--- MATERIAL SUPPLIED ---
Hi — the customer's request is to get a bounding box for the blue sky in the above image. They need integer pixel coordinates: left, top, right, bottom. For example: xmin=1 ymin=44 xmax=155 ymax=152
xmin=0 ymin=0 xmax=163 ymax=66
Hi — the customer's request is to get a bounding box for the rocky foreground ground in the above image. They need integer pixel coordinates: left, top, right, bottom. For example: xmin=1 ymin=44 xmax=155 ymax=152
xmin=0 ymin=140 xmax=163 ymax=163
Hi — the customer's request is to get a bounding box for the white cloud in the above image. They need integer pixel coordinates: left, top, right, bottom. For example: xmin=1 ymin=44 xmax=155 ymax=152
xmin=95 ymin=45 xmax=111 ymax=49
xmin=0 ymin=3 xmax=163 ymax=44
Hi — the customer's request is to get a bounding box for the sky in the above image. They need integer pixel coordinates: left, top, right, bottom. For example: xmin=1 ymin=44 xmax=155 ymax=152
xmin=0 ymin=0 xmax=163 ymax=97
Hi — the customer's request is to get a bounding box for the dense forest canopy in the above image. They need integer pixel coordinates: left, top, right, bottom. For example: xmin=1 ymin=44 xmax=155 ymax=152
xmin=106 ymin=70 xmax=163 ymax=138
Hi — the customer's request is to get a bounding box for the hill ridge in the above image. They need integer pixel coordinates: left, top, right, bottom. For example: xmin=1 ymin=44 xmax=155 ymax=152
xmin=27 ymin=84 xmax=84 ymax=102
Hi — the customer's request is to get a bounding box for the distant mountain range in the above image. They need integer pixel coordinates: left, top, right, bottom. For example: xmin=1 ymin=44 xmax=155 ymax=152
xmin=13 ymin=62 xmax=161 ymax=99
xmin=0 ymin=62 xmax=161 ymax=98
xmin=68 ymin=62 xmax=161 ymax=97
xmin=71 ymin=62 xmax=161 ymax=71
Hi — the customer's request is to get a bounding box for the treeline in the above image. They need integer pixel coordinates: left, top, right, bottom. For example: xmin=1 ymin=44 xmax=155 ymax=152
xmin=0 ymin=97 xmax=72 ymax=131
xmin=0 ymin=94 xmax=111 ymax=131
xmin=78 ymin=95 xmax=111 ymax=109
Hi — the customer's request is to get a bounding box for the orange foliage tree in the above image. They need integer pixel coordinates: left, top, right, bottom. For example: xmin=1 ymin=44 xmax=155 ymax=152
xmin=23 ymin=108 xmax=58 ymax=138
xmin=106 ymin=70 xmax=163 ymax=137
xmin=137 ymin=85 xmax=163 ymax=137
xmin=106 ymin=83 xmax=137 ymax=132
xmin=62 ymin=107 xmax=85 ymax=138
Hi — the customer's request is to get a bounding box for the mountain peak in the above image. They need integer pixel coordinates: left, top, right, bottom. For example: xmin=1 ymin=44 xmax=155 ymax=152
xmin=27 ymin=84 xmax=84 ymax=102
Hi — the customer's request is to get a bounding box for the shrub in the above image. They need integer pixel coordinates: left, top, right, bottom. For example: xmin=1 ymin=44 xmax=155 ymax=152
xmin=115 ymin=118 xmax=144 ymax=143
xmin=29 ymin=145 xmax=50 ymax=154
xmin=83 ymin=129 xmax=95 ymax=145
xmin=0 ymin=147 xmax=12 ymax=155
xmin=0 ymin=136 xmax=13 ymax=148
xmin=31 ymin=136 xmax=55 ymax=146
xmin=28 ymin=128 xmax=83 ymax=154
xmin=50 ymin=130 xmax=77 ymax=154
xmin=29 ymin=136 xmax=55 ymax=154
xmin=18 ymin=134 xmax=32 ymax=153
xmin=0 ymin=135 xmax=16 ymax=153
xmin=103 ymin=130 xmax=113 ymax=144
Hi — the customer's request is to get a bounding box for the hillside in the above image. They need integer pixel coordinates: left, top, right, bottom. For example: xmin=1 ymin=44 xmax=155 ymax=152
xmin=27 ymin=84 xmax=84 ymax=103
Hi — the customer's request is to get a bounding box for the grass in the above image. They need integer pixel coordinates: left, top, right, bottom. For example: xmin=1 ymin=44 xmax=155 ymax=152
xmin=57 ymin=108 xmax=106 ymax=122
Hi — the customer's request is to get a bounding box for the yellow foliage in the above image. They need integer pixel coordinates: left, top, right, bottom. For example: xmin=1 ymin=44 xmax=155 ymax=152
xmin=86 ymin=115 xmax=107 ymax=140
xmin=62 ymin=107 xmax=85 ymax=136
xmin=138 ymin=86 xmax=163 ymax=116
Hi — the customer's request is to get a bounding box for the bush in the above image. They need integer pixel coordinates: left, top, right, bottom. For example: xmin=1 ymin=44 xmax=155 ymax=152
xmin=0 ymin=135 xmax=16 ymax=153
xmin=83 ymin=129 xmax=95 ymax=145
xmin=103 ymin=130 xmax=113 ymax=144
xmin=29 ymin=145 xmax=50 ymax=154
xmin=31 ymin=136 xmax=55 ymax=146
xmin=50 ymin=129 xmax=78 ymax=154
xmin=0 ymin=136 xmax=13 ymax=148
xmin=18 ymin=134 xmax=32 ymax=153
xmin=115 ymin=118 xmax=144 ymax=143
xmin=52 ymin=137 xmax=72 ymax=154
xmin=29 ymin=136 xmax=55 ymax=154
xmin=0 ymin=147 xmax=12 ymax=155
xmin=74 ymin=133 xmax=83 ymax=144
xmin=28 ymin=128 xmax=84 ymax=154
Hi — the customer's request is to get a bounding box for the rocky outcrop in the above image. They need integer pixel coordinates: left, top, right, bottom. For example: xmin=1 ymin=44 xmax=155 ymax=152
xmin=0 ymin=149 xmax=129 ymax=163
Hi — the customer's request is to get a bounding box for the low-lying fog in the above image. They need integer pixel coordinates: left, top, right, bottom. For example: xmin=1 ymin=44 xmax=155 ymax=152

--- REQUIRED ACTION ---
Set every record down again, exactly as given.

--- PROBLEM SOLUTION ---
Hi — the customer's request is to get a bounding box for the blue sky in the above image. They need integer pixel coordinates: left, top, right, bottom. For example: xmin=1 ymin=44 xmax=155 ymax=152
xmin=0 ymin=0 xmax=163 ymax=66
Hi — the customer's request is to get a bounding box for the rocky foreground ground in the above image. They need integer pixel coordinates: left, top, right, bottom. For example: xmin=1 ymin=44 xmax=155 ymax=152
xmin=0 ymin=140 xmax=163 ymax=163
Hi — the customer's request is to get a bounding box for the white cloud in the above image. They need integer pixel coordinates: left, top, right, bottom. For example: xmin=1 ymin=44 xmax=155 ymax=152
xmin=95 ymin=45 xmax=111 ymax=49
xmin=0 ymin=3 xmax=163 ymax=44
Hi — the customer's request is to get a bounding box for the sky in the above image. They need integer pixel coordinates: left, top, right, bottom. For example: xmin=1 ymin=44 xmax=155 ymax=152
xmin=0 ymin=0 xmax=163 ymax=97
Hi — the customer's request is to get a bounding box for the dense forest canopy in the above image. They need integer pixel coordinates: left, top, right, bottom. For example: xmin=1 ymin=44 xmax=155 ymax=152
xmin=106 ymin=70 xmax=163 ymax=138
Hi — the customer's request is to get a bounding box for the hill ridge in the above image. They need integer pixel coordinates: left, top, right, bottom. For example: xmin=1 ymin=44 xmax=155 ymax=152
xmin=27 ymin=84 xmax=84 ymax=102
Hi — the customer's request is to get a bounding box for the distant mountain range in the above image. They need integer pixel coordinates: left, top, right, bottom. For example: xmin=1 ymin=44 xmax=155 ymax=152
xmin=13 ymin=62 xmax=161 ymax=99
xmin=0 ymin=62 xmax=161 ymax=98
xmin=68 ymin=62 xmax=161 ymax=97
xmin=71 ymin=62 xmax=161 ymax=71
Hi — the customer's request is to get a bounding box for the treeline in the above image. They need integer pixel coordinates: left, top, right, bottom. For example: xmin=1 ymin=44 xmax=155 ymax=152
xmin=0 ymin=97 xmax=72 ymax=131
xmin=0 ymin=94 xmax=111 ymax=131
xmin=78 ymin=95 xmax=111 ymax=109
Hi — the customer's request is to get a bounding box for the orange foliage tree in the above image. They need integer pixel coordinates: left, top, right, bottom. For example: xmin=1 ymin=44 xmax=155 ymax=152
xmin=23 ymin=108 xmax=58 ymax=138
xmin=106 ymin=70 xmax=163 ymax=137
xmin=137 ymin=85 xmax=163 ymax=137
xmin=106 ymin=83 xmax=137 ymax=132
xmin=62 ymin=107 xmax=85 ymax=138
Hi — the customer's request is to get a bounding box for the mountain peak in the above image. They need integer pixel coordinates: left, top, right, bottom. For example: xmin=1 ymin=44 xmax=155 ymax=152
xmin=27 ymin=84 xmax=84 ymax=102
Hi — the customer's request is to get a bounding box for the shrub in the above image. They need integer pixel coordinates: left, top, right, bottom. For example: xmin=1 ymin=44 xmax=155 ymax=152
xmin=115 ymin=118 xmax=144 ymax=143
xmin=29 ymin=145 xmax=50 ymax=154
xmin=83 ymin=129 xmax=95 ymax=145
xmin=0 ymin=147 xmax=12 ymax=155
xmin=0 ymin=136 xmax=13 ymax=148
xmin=31 ymin=136 xmax=55 ymax=146
xmin=28 ymin=128 xmax=83 ymax=154
xmin=50 ymin=130 xmax=77 ymax=154
xmin=29 ymin=136 xmax=55 ymax=154
xmin=18 ymin=134 xmax=32 ymax=153
xmin=0 ymin=135 xmax=16 ymax=153
xmin=103 ymin=130 xmax=113 ymax=144
Hi — the customer's request is to get a bounding box for the hillside in the above image. They need integer pixel coordinates: left, top, right, bottom. For example: xmin=1 ymin=44 xmax=155 ymax=152
xmin=27 ymin=84 xmax=84 ymax=103
Hi — the customer's request is to get a bounding box for the grass in the above image. They need integer pixel coordinates: left, top, right, bottom. For example: xmin=1 ymin=44 xmax=155 ymax=152
xmin=57 ymin=108 xmax=106 ymax=122
Hi — the customer's request is to get a bounding box for the yellow foliage in the above image. They need integer pixel coordinates: left, top, right, bottom. For example: xmin=1 ymin=44 xmax=155 ymax=152
xmin=86 ymin=115 xmax=107 ymax=140
xmin=62 ymin=107 xmax=85 ymax=136
xmin=138 ymin=86 xmax=163 ymax=116
Hi — the customer's request is to get a bounding box for the bush in the above image. They need integer pixel coordinates: left, top, right, bottom. For example: xmin=1 ymin=44 xmax=155 ymax=152
xmin=0 ymin=135 xmax=16 ymax=153
xmin=83 ymin=129 xmax=95 ymax=145
xmin=103 ymin=130 xmax=113 ymax=144
xmin=29 ymin=145 xmax=50 ymax=154
xmin=31 ymin=136 xmax=55 ymax=146
xmin=50 ymin=129 xmax=78 ymax=154
xmin=0 ymin=136 xmax=13 ymax=148
xmin=18 ymin=134 xmax=32 ymax=153
xmin=115 ymin=118 xmax=144 ymax=143
xmin=52 ymin=137 xmax=72 ymax=154
xmin=29 ymin=136 xmax=55 ymax=154
xmin=0 ymin=147 xmax=12 ymax=155
xmin=74 ymin=133 xmax=83 ymax=144
xmin=28 ymin=128 xmax=84 ymax=154
Hi — the customer's request is to get a bounding box for the rocky outcrop in the above image. They need integer pixel coordinates: left, top, right, bottom. For example: xmin=1 ymin=44 xmax=155 ymax=152
xmin=0 ymin=149 xmax=129 ymax=163
Hi — the customer's request is to get a bounding box for the low-lying fog in the above image. They need integer pixel coordinates: left, top, right, bottom. For example: xmin=1 ymin=44 xmax=155 ymax=152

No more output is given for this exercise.